### EXERCISE INSTRUCTIONS
Extract every line of the material below that contains the string "glass", matching case exactly, and copy each one unchanged.
##############################
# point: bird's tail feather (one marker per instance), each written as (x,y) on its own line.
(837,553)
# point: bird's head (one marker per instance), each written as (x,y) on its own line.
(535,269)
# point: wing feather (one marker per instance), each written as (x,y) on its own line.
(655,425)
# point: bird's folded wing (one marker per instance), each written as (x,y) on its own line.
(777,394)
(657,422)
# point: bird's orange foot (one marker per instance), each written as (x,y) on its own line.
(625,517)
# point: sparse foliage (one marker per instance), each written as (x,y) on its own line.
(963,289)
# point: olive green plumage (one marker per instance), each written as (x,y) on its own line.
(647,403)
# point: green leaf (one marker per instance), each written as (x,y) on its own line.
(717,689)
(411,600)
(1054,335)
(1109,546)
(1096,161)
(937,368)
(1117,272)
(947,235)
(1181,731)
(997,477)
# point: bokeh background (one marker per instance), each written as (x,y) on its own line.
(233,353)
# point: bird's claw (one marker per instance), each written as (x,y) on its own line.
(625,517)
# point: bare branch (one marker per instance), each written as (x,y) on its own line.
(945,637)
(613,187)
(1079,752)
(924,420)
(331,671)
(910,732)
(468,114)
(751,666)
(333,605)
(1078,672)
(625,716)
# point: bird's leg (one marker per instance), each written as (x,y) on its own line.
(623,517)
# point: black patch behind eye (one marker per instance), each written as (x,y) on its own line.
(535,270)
##############################
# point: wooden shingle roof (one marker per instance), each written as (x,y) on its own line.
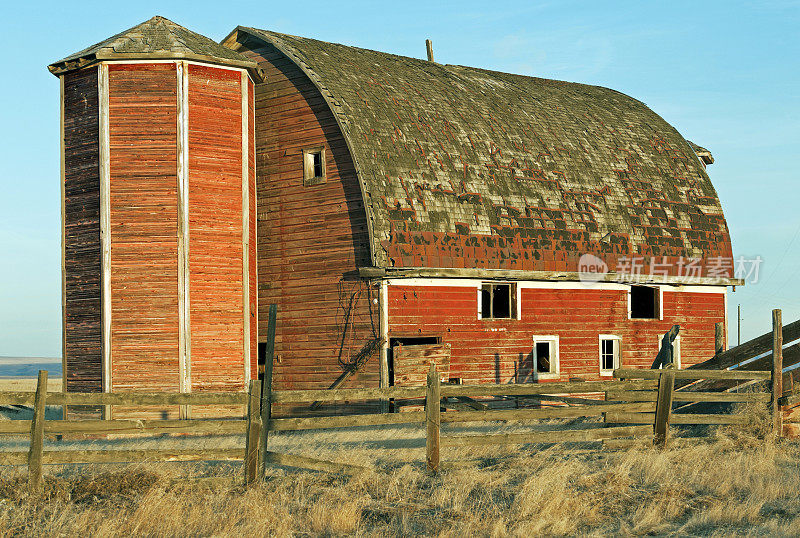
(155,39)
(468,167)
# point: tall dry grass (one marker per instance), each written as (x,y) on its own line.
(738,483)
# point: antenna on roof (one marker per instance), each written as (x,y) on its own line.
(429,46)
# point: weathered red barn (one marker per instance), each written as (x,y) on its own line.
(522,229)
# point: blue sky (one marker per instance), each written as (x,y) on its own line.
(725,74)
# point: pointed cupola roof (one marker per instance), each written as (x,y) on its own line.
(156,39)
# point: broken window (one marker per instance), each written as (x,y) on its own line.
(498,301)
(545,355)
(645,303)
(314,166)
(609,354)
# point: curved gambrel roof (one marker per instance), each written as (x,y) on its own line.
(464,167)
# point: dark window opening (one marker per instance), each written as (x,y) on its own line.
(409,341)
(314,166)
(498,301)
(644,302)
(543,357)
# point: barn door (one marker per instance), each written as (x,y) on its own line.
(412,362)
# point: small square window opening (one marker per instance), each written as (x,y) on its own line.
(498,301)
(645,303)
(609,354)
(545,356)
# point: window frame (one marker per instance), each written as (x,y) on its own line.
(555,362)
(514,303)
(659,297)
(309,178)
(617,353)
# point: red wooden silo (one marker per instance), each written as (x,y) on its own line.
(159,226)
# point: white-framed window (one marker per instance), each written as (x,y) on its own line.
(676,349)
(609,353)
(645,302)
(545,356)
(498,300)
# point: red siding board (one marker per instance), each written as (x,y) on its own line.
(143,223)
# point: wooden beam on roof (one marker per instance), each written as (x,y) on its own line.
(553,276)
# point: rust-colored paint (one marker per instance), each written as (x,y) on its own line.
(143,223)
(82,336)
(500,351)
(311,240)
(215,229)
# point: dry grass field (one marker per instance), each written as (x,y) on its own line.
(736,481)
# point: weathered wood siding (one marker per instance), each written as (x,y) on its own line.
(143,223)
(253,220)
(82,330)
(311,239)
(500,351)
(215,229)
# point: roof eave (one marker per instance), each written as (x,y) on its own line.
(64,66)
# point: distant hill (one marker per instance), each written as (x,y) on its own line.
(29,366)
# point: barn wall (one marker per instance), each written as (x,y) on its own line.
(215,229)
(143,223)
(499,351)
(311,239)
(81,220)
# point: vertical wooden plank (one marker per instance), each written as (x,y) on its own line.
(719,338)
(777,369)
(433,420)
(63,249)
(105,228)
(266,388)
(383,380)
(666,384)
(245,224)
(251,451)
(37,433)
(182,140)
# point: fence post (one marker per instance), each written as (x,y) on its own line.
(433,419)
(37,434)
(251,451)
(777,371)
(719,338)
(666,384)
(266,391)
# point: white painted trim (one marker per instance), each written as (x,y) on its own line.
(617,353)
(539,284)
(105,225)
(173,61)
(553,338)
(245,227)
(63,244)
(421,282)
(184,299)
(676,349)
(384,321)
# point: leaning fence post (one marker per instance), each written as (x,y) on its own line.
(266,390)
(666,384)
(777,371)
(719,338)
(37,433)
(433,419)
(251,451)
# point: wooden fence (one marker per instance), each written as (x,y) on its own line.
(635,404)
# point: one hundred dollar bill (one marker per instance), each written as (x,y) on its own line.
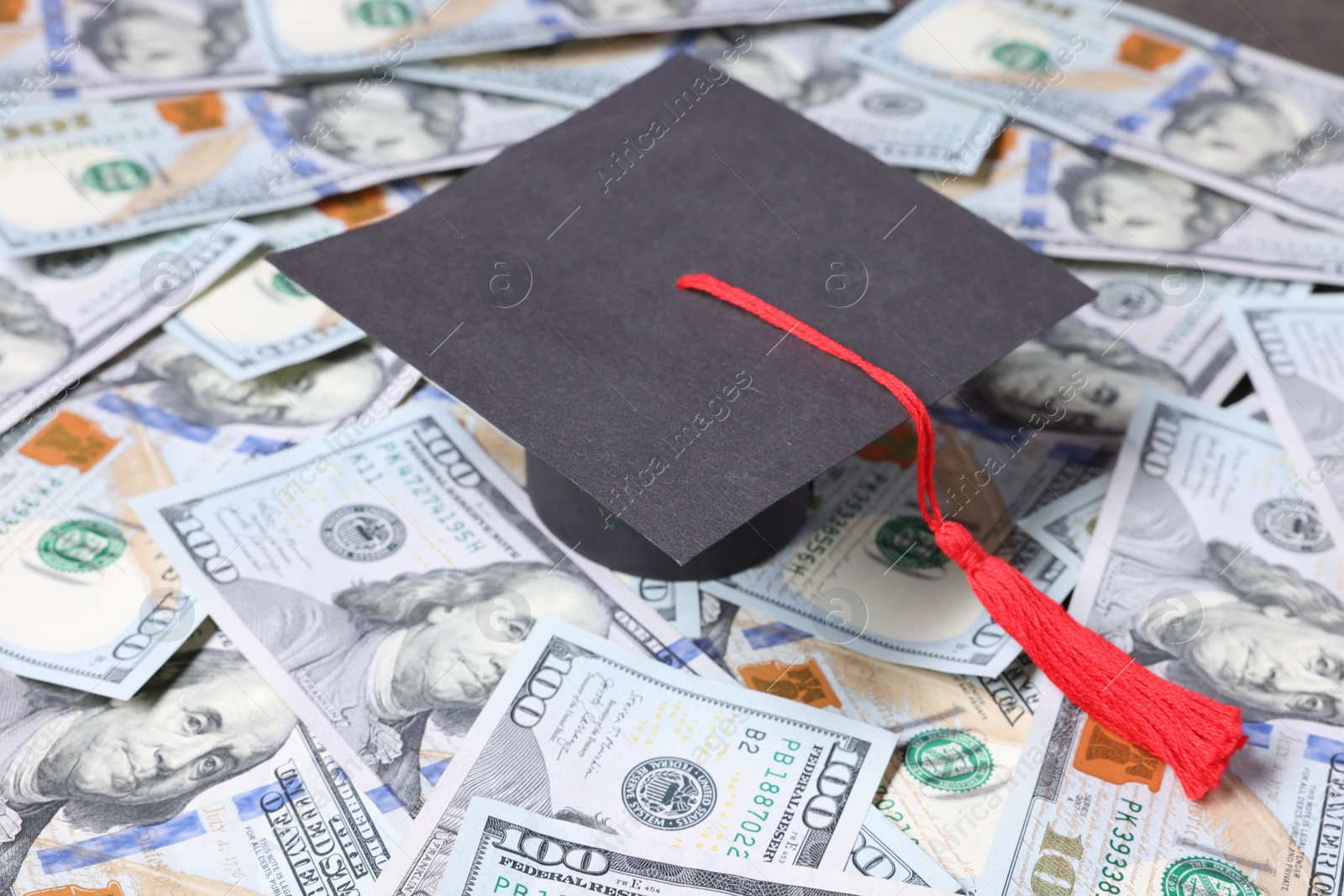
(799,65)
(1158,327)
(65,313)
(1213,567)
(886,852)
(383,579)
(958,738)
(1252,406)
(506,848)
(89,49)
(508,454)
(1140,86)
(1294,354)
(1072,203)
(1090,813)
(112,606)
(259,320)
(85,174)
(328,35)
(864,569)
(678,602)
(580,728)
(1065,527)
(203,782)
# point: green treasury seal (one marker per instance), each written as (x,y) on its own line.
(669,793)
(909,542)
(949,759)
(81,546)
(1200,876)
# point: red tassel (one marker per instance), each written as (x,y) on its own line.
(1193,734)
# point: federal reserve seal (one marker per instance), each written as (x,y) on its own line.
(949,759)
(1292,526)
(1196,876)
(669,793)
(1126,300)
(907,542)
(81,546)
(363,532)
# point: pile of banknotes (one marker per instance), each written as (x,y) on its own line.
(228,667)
##############################
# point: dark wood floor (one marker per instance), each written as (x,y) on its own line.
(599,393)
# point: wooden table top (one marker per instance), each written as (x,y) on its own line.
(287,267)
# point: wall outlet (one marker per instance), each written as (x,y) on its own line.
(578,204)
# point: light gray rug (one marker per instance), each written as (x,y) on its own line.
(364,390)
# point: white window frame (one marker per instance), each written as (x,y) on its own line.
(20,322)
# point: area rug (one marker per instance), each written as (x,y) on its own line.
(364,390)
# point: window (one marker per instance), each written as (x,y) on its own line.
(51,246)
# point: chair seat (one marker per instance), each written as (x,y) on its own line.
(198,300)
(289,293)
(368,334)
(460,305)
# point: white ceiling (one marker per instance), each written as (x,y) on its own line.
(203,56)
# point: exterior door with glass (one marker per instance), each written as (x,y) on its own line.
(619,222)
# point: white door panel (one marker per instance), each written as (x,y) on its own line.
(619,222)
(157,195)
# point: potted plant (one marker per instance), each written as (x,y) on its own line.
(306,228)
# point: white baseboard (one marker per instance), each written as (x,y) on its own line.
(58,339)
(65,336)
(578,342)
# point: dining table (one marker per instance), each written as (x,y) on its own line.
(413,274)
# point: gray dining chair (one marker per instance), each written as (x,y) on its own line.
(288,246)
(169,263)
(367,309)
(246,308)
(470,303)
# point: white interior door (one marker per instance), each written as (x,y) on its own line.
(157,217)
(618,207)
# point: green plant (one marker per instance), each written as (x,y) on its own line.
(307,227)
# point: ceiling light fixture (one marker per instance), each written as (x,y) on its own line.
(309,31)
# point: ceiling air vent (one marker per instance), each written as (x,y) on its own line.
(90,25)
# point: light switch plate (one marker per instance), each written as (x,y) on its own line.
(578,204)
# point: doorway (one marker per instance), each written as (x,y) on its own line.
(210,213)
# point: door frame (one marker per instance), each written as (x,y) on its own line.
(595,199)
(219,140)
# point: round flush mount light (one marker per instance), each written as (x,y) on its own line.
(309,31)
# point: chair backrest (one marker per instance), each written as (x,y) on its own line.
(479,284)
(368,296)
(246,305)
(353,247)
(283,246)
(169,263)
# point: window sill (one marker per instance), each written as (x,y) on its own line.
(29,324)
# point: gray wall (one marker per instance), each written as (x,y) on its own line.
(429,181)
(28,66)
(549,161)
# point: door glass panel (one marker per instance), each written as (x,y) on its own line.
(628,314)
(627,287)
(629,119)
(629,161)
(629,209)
##############################
### TASK RESULT
# point: exterior door with glass (one marker per instance), each written as (x,y) on its own line.
# point: door glass panel (one marker per instance), each written as (x,y) on its own line.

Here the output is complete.